- _What you are asked to do_: Narrow the data below down to the lines containing "negative".

·····

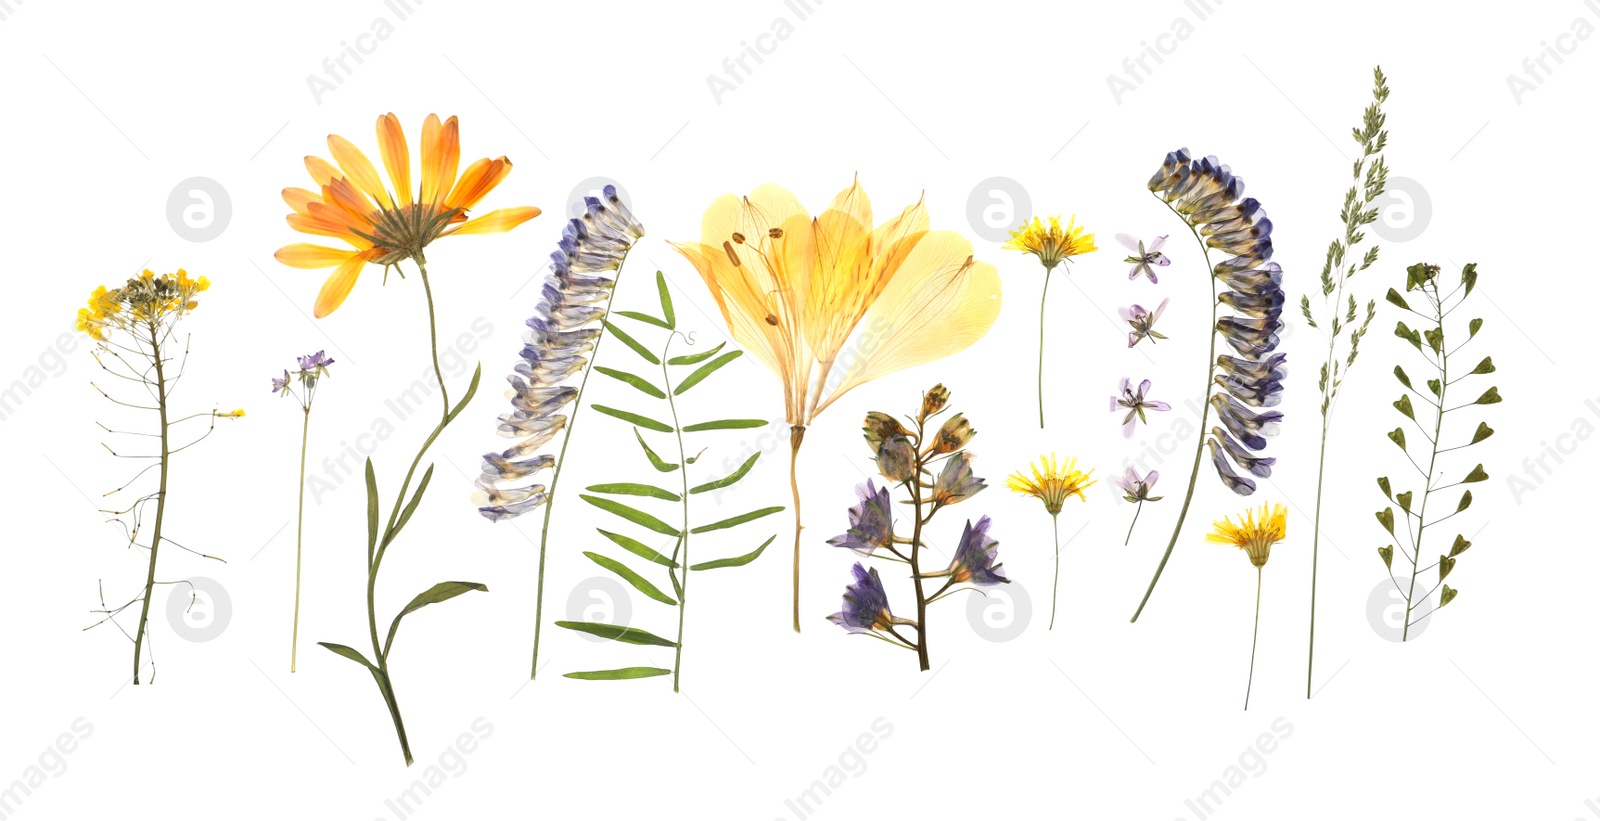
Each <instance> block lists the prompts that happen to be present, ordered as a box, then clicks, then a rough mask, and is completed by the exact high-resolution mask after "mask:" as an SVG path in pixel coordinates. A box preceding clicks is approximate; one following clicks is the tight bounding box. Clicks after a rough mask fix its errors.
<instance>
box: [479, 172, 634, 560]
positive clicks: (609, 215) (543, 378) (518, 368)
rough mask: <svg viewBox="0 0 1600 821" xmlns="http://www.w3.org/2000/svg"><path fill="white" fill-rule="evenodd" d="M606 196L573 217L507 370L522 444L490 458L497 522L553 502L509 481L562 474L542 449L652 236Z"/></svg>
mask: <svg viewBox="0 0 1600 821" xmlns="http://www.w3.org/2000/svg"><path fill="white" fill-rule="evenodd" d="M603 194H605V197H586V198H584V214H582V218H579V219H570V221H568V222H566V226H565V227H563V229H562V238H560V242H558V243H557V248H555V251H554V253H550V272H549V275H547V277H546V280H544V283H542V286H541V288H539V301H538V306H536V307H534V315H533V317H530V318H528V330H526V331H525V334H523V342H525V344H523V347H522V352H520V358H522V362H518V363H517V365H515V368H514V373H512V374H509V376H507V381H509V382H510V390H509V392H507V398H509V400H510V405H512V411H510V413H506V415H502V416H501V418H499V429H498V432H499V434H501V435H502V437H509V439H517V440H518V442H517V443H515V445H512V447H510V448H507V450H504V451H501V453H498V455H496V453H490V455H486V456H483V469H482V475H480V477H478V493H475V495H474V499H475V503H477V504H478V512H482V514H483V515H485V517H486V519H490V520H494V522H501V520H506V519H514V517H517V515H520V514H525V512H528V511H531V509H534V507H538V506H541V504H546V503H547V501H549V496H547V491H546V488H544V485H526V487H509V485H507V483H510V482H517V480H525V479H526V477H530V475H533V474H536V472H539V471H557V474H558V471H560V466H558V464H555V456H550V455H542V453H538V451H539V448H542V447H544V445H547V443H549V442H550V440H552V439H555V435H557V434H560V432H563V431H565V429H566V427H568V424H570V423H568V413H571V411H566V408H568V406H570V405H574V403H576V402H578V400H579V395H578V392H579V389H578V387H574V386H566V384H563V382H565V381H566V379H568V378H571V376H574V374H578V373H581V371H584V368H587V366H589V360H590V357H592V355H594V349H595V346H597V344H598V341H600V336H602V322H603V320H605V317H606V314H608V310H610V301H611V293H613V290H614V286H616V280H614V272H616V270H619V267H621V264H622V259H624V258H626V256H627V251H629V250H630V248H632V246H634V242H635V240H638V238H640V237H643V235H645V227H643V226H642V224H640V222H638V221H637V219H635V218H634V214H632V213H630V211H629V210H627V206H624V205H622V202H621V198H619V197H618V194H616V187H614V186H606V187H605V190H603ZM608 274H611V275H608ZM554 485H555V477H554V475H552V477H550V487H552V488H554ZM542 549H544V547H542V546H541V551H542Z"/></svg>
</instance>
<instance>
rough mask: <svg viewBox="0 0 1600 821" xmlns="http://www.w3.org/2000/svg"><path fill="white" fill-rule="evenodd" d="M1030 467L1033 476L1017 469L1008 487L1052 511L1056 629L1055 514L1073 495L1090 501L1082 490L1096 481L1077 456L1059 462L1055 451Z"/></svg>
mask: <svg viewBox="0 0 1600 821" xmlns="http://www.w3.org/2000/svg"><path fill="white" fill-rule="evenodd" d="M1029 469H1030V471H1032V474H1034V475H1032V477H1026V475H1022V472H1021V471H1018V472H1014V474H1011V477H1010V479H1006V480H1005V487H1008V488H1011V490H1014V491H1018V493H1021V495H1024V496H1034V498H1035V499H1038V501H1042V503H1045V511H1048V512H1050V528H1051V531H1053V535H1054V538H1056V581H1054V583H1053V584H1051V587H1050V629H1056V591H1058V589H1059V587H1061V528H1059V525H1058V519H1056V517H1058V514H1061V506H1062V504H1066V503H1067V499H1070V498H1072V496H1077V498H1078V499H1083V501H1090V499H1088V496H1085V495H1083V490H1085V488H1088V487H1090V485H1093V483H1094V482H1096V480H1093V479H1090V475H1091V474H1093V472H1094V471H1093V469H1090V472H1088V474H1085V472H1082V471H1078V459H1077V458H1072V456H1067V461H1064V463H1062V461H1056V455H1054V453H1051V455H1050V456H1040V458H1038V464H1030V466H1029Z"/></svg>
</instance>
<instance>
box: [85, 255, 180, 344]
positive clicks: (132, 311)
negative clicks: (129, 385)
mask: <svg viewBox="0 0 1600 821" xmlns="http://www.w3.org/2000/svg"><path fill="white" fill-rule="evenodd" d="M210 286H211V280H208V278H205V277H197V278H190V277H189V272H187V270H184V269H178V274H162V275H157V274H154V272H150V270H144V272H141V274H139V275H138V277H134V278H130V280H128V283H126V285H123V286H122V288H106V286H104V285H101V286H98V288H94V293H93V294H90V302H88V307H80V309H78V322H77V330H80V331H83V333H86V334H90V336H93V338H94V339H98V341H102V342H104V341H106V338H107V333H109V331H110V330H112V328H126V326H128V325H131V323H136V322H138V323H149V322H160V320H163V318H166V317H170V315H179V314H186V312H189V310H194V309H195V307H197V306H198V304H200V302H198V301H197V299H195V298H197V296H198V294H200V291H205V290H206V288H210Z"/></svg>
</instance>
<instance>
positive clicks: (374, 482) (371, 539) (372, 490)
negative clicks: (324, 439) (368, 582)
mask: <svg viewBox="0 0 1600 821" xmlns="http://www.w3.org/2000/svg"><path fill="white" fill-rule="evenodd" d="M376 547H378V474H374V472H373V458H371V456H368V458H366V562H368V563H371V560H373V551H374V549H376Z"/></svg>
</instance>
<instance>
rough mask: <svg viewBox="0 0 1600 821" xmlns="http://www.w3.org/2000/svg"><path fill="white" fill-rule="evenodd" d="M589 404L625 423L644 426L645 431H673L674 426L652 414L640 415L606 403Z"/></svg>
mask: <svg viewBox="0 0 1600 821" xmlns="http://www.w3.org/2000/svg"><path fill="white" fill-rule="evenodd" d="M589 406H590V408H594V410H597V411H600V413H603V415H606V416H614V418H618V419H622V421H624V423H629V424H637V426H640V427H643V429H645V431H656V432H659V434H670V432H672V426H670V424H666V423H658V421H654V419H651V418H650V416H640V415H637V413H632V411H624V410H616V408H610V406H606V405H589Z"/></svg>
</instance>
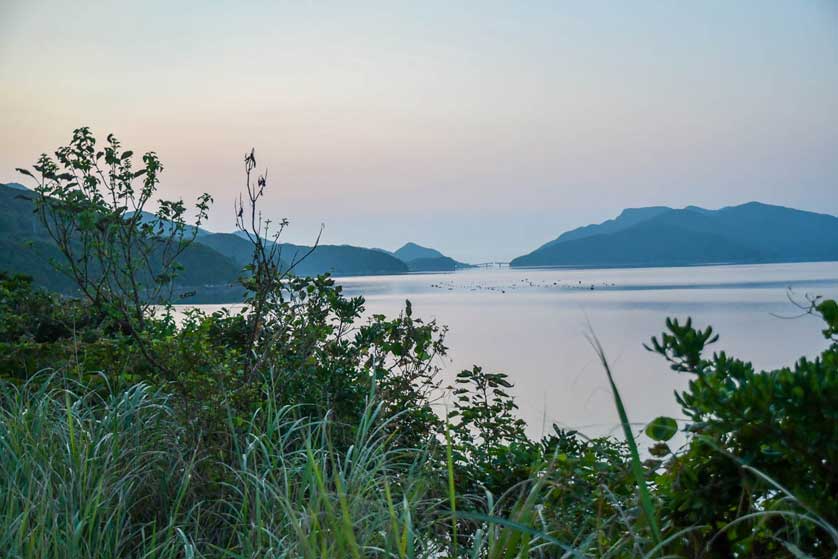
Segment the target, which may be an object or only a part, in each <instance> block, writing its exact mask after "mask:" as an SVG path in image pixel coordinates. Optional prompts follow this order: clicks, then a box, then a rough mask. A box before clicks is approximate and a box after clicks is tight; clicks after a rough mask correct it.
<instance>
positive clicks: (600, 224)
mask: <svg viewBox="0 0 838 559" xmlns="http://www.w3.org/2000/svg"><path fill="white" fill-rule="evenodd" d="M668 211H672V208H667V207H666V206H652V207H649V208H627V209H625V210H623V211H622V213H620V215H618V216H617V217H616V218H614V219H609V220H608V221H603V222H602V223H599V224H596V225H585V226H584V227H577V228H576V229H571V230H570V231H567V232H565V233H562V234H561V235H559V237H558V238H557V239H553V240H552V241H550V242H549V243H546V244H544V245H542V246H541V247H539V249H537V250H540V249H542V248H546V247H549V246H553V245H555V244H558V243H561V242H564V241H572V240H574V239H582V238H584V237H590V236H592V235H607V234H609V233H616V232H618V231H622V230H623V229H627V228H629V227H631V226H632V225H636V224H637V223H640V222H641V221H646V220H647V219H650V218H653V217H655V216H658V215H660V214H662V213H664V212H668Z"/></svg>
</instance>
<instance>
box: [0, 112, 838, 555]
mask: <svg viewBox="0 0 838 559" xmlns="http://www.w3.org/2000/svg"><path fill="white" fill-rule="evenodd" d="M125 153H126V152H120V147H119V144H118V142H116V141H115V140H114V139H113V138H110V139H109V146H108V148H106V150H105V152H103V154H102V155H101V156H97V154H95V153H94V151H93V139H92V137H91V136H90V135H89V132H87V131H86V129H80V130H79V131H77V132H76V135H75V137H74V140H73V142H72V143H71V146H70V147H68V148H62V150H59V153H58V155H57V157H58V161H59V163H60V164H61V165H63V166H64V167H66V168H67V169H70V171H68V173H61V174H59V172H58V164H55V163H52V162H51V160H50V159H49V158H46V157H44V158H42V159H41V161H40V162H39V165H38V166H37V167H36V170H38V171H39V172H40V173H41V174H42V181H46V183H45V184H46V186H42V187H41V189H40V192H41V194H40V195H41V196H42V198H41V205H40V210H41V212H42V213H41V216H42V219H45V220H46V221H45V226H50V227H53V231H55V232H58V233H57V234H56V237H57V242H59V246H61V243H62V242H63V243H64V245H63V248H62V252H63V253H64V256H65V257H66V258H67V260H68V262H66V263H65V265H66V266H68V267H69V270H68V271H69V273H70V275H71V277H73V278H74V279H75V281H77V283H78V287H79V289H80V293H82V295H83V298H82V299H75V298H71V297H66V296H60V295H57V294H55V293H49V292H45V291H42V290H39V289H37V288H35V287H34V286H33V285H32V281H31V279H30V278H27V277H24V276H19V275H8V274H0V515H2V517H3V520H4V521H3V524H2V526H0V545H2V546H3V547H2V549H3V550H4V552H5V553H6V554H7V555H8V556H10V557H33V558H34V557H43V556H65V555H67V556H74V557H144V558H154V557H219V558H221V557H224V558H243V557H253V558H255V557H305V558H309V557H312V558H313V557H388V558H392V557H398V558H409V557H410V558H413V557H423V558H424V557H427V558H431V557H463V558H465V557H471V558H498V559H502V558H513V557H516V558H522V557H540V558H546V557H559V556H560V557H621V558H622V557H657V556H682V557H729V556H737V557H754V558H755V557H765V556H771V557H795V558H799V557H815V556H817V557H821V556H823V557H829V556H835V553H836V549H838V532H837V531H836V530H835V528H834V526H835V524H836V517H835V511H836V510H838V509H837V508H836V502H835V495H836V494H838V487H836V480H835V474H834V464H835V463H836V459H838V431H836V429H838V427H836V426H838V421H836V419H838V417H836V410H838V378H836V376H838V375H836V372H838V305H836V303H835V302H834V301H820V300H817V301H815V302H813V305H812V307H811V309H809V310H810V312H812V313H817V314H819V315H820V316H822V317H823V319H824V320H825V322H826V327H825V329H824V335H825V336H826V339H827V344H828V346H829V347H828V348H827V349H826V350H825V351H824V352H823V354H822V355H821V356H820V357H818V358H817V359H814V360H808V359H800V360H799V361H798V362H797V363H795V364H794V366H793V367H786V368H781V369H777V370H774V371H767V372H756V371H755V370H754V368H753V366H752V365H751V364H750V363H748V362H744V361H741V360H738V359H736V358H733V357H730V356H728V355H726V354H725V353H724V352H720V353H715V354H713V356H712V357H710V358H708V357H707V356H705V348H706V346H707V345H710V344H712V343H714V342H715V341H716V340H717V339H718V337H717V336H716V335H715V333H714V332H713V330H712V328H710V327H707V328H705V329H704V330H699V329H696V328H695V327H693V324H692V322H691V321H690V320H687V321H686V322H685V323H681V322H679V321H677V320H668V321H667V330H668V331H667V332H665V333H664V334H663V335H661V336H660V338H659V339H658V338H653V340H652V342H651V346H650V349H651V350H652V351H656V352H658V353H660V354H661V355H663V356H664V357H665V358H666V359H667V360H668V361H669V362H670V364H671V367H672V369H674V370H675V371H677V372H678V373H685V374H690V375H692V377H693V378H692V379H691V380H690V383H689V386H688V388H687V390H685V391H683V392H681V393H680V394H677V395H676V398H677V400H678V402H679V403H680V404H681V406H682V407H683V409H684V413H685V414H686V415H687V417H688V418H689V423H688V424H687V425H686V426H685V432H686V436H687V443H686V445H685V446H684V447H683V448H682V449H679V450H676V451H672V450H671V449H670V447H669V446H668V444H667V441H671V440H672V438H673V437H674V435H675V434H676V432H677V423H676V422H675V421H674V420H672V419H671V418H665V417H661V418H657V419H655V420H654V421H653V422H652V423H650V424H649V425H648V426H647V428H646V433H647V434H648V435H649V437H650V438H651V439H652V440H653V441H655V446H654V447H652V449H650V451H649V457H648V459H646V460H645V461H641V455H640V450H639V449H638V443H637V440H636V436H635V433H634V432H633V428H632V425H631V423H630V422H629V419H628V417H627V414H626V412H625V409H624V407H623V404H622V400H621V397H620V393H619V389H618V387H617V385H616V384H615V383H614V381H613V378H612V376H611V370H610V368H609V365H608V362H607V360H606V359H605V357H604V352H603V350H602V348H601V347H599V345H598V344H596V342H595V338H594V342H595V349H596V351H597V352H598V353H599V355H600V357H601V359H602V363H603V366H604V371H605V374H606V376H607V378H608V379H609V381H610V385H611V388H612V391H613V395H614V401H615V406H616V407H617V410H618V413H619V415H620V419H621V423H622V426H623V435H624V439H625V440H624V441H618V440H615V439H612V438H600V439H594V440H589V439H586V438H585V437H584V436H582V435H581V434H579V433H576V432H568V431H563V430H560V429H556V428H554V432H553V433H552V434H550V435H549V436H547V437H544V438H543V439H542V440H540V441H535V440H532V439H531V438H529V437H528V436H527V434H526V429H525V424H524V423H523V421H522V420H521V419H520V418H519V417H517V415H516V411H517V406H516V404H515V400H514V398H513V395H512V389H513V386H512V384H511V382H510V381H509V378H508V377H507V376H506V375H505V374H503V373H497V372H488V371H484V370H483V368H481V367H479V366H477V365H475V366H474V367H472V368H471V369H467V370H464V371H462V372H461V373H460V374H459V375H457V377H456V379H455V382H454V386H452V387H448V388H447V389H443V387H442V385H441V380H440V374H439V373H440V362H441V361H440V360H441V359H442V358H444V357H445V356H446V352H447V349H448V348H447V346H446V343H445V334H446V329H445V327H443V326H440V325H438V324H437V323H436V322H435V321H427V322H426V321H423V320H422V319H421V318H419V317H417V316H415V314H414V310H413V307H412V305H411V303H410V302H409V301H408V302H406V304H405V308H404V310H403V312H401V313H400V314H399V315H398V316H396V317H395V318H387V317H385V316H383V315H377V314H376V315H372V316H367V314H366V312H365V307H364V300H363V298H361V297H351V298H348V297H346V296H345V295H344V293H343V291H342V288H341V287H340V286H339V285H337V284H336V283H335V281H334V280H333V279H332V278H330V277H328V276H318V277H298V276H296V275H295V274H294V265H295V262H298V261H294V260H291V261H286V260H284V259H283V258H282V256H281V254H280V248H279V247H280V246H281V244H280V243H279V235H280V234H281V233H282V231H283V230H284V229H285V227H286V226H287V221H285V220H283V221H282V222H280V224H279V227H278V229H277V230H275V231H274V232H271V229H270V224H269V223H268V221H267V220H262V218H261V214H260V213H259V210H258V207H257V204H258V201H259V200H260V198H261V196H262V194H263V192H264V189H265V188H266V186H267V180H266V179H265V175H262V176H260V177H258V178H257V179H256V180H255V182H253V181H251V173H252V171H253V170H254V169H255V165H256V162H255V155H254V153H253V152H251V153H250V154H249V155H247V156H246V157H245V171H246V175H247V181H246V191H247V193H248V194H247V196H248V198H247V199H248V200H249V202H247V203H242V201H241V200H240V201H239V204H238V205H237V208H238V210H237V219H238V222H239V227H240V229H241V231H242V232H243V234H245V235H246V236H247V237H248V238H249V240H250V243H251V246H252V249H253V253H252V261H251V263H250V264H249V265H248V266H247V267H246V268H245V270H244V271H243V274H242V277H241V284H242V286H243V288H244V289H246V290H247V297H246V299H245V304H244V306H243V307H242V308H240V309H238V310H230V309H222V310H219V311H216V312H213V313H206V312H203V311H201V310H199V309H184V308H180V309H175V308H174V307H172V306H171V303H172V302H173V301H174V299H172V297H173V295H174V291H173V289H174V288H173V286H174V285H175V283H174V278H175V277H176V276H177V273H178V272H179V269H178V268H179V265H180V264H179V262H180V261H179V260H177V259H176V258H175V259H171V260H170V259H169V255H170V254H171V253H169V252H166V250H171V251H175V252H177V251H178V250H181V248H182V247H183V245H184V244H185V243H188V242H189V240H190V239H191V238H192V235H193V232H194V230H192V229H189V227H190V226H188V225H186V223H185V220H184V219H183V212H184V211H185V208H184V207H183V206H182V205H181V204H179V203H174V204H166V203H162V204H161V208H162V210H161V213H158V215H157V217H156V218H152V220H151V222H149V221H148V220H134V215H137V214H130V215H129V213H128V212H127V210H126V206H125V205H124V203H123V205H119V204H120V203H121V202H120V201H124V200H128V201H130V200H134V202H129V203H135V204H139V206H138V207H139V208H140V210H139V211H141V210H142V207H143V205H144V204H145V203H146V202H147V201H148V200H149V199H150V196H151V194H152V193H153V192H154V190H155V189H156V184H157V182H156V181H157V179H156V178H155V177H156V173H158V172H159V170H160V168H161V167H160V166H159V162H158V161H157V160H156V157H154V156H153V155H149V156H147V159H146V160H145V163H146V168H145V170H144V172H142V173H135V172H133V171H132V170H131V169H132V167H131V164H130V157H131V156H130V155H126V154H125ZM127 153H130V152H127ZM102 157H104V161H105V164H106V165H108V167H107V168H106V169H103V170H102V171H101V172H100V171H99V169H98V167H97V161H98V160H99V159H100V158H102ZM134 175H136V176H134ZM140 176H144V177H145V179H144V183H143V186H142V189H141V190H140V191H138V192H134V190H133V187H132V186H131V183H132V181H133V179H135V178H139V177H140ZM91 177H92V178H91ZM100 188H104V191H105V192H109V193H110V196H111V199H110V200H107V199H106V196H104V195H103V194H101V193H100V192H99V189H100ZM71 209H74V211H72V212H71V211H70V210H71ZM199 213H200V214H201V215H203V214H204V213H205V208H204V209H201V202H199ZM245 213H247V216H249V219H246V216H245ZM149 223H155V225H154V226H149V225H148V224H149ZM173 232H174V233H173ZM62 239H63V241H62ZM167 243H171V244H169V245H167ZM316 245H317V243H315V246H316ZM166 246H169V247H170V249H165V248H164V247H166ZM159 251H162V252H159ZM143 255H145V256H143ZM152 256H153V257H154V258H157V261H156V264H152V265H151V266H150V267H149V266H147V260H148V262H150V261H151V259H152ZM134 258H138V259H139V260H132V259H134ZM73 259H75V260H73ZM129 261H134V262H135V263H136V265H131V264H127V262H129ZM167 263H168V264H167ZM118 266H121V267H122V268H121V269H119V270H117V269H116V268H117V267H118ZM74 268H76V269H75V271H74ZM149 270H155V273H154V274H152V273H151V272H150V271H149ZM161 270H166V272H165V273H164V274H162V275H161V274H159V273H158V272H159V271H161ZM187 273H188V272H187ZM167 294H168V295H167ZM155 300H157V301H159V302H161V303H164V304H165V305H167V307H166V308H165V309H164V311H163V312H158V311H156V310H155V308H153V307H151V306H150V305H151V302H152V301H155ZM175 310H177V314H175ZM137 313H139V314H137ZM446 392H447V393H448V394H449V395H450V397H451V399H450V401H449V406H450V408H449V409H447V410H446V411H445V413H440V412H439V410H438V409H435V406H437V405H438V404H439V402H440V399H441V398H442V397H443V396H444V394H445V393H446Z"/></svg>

·····

- _Output for this exercise_:
negative clicks: (129, 385)
negative clicks: (324, 439) (368, 582)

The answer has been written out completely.